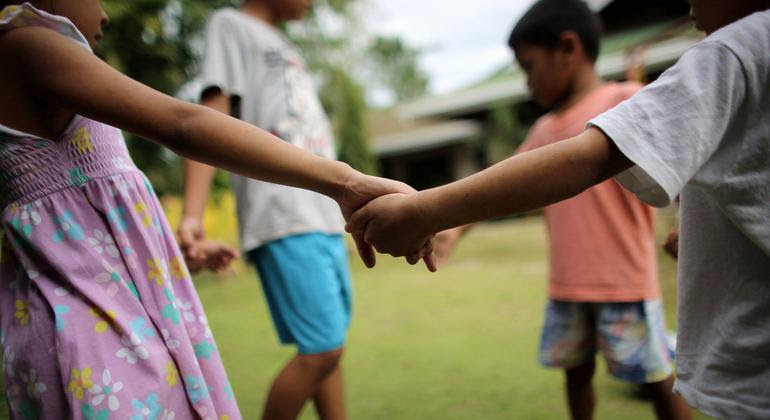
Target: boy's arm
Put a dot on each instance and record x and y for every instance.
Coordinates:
(523, 182)
(197, 186)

——————————

:: Written instruction ::
Reproduce every line of the listing above, requests included, but offset each x and y coordinate in the answers by adding 126. Leave out the pictures.

:: Final result ::
Target: boy's arm
Put a dot on each instance and record x and y for every instance.
Coordinates:
(649, 308)
(323, 312)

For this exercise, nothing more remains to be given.